_What this task involves_: State the number of lines below in which the word "cabin" appears. Nothing else belongs in the answer.

_Provided records_:
__________________________________________________

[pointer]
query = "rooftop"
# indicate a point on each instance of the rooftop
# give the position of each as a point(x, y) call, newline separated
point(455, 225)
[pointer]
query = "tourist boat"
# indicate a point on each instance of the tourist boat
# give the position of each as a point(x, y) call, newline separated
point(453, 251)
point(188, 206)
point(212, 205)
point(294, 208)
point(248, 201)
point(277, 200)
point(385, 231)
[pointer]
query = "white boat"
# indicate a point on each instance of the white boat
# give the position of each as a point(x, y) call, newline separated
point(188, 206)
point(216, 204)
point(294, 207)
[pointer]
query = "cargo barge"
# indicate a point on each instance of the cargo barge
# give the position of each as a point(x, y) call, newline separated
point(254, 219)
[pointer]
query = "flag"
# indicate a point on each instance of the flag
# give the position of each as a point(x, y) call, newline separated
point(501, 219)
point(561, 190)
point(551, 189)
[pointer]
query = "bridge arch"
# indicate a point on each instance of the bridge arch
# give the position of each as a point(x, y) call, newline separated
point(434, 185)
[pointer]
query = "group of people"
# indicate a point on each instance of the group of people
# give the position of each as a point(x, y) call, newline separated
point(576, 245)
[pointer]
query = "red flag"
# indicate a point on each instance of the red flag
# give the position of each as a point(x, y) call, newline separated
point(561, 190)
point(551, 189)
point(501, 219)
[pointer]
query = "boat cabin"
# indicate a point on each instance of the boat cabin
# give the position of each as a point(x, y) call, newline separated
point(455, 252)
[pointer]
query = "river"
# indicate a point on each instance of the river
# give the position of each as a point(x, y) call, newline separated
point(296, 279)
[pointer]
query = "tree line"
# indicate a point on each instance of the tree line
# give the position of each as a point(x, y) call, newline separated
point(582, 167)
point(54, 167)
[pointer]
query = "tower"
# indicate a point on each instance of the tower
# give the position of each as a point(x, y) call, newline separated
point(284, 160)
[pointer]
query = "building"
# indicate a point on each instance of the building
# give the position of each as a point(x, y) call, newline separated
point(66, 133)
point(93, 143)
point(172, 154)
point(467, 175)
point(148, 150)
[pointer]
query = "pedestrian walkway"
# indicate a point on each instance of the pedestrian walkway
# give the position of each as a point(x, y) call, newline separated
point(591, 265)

__________________________________________________

_Answer section_: 2